Segment Start: RECORDS FOR THIS TASK

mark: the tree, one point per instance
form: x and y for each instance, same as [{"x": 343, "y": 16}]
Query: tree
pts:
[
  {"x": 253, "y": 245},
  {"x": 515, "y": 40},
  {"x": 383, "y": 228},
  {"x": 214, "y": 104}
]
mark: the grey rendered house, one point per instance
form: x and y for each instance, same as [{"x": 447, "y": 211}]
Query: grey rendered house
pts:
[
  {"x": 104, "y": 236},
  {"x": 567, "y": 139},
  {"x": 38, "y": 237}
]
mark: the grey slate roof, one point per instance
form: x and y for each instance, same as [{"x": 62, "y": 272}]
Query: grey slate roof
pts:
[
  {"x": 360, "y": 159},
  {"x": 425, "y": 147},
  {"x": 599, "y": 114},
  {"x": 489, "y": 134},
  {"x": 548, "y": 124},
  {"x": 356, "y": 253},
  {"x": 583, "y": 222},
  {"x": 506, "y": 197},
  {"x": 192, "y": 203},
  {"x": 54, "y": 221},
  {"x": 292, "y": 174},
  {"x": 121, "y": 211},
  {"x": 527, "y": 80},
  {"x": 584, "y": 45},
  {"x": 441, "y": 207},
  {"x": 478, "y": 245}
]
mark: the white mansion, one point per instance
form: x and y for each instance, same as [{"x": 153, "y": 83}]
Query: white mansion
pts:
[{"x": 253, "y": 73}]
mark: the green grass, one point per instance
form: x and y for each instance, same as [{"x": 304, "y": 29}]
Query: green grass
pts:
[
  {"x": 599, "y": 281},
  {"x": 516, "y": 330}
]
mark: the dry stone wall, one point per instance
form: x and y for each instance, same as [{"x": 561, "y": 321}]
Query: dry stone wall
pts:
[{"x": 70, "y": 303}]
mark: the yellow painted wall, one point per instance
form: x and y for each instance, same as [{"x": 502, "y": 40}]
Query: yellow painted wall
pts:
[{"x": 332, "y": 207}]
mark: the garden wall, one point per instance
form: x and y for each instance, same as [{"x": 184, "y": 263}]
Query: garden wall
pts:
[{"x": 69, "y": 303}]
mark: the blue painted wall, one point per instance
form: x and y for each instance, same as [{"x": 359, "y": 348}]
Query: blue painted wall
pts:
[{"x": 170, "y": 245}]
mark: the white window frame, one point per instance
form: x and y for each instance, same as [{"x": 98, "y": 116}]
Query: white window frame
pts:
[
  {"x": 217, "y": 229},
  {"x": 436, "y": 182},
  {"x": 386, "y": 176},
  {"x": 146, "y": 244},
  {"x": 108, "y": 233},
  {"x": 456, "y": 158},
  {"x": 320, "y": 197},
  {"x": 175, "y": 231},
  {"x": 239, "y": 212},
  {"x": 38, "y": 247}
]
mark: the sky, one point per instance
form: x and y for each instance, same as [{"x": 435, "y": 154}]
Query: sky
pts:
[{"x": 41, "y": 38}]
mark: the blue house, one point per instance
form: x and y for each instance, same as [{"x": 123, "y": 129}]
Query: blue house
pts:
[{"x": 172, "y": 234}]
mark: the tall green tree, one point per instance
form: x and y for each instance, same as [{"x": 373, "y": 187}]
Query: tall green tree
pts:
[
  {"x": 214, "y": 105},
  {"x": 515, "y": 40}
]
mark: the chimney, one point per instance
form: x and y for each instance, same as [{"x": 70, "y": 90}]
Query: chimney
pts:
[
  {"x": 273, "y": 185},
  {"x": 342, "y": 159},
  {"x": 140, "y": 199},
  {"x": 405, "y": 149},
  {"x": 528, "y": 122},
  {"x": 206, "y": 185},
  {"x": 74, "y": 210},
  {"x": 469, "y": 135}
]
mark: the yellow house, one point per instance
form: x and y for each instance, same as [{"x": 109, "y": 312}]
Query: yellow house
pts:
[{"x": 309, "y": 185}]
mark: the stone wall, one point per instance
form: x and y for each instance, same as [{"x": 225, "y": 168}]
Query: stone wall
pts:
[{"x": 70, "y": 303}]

Segment End: RECORDS FOR THIS TASK

* **THE TASK**
Locate the word "wall" in the records above, and return each line that has it.

* **PROBLEM SOLUTION**
mark: the dry stone wall, one point per instance
Query: dry stone wall
mark: the yellow painted wall, one point per instance
Query: yellow painted wall
mark: the garden wall, one point per instance
Query: garden wall
mark: the blue painted wall, one point per instance
Query: blue painted wall
mark: the stone wall, one point per instance
Query: stone wall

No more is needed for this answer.